EXERCISE DETAILS. Go through the data line by line. Copy each one holding the string "shorts".

──────── RECORDS FOR THIS EXERCISE

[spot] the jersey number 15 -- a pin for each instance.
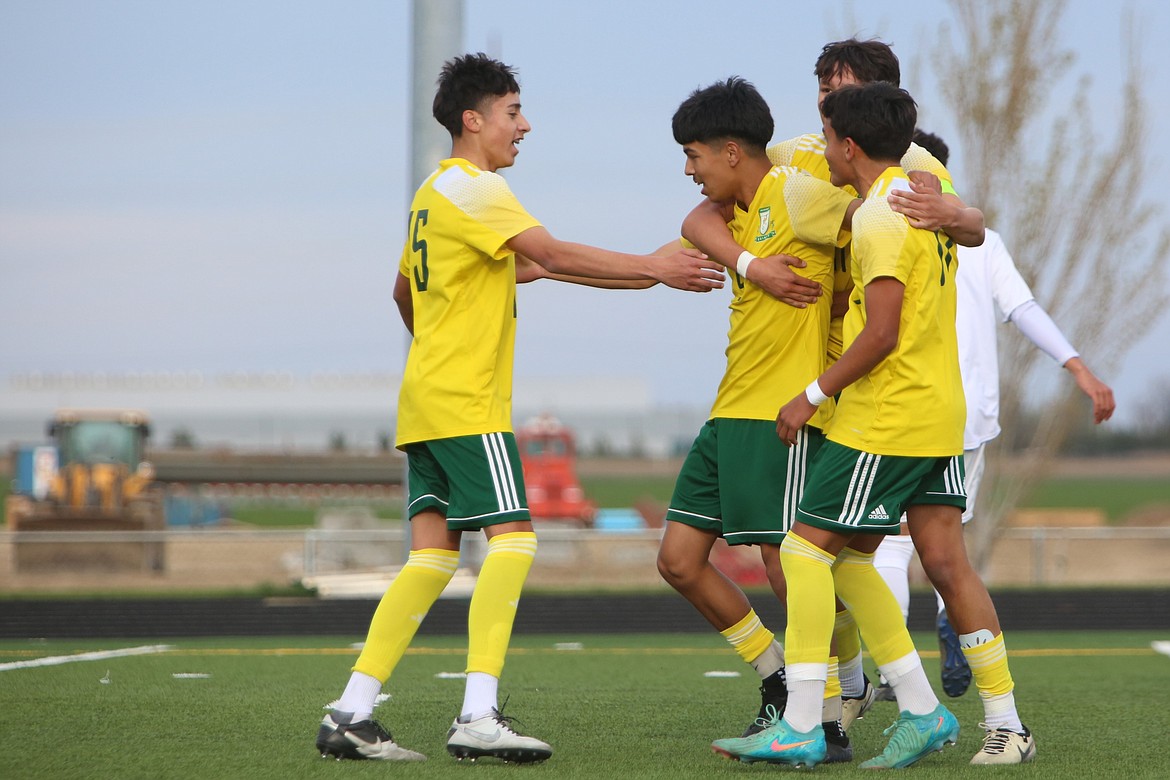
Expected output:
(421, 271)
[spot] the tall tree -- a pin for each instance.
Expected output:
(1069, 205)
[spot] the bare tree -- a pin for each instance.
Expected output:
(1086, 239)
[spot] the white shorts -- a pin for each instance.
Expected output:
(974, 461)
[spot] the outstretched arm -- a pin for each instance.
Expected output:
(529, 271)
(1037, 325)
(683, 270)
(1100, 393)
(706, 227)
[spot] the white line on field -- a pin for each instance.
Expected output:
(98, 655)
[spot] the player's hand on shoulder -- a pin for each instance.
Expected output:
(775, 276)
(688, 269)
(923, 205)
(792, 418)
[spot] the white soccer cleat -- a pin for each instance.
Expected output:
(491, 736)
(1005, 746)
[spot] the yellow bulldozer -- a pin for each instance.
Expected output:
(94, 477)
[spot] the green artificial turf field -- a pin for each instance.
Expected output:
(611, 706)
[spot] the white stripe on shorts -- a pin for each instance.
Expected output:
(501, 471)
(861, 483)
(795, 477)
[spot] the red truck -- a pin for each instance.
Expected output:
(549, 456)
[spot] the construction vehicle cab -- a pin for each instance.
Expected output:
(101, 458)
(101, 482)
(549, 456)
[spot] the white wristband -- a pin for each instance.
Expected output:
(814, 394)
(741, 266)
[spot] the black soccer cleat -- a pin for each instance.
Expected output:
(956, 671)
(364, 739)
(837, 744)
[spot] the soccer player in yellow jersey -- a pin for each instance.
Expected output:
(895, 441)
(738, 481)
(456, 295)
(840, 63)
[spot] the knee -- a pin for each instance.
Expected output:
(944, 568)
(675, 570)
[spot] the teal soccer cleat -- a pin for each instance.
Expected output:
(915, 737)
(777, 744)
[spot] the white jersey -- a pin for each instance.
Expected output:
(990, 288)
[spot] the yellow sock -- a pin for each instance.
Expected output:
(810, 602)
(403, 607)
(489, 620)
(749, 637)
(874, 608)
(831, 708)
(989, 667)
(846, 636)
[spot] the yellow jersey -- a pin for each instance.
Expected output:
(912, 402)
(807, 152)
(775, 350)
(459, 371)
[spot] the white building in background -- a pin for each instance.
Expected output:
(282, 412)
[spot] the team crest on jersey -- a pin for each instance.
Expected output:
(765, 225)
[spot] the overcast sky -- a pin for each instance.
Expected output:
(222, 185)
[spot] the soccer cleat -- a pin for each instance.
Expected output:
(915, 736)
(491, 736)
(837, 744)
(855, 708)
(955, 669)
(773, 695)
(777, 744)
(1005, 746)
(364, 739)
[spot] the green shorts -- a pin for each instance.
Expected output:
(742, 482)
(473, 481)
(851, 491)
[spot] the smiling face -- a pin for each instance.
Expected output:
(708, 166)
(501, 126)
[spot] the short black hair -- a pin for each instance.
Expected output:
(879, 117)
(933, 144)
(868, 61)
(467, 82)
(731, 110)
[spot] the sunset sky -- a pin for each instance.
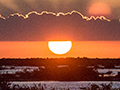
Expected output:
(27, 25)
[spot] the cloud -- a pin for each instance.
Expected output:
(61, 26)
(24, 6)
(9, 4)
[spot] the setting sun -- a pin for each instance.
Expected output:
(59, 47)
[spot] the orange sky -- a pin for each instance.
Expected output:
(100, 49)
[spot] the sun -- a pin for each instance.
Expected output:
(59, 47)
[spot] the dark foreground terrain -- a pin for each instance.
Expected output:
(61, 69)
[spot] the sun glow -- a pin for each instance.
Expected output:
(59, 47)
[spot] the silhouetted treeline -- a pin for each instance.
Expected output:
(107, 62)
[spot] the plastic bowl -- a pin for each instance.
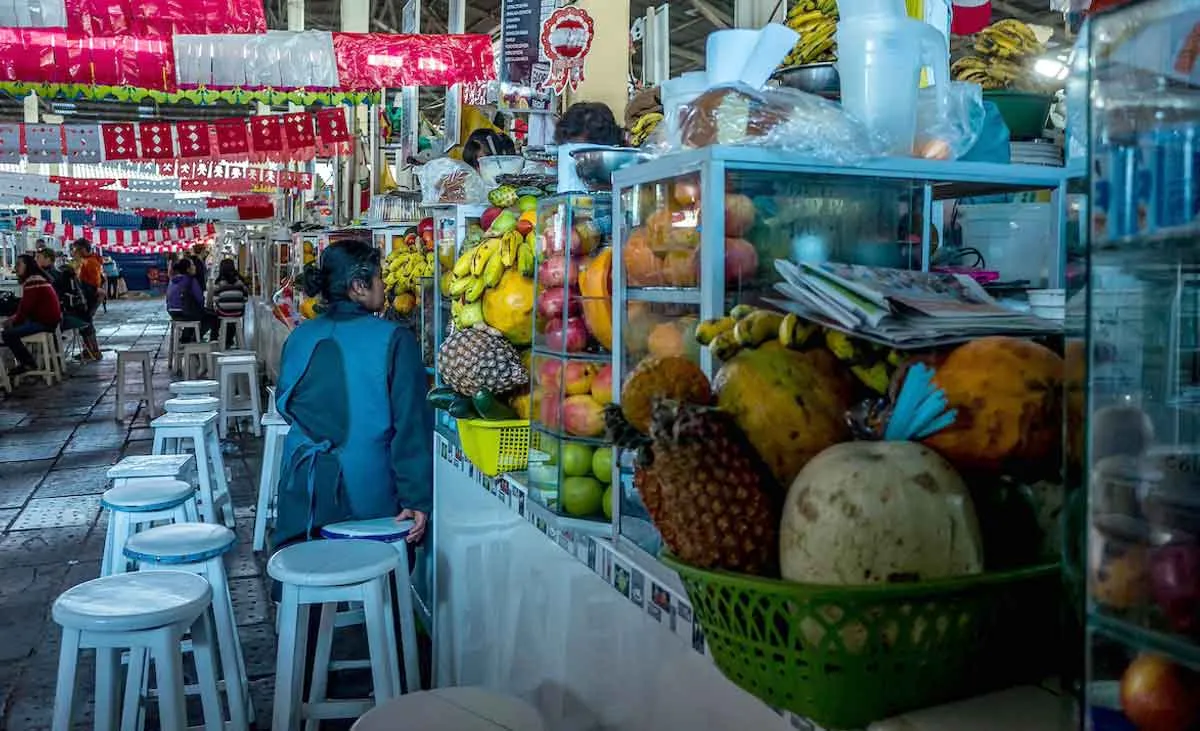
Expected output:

────────────────

ANSWER SECTION.
[spot] the white shorts -- a pin for each instance.
[spot] the white stripe on shorts -- a pin for each instance.
[spot] the green shorts -- a pin for each instance.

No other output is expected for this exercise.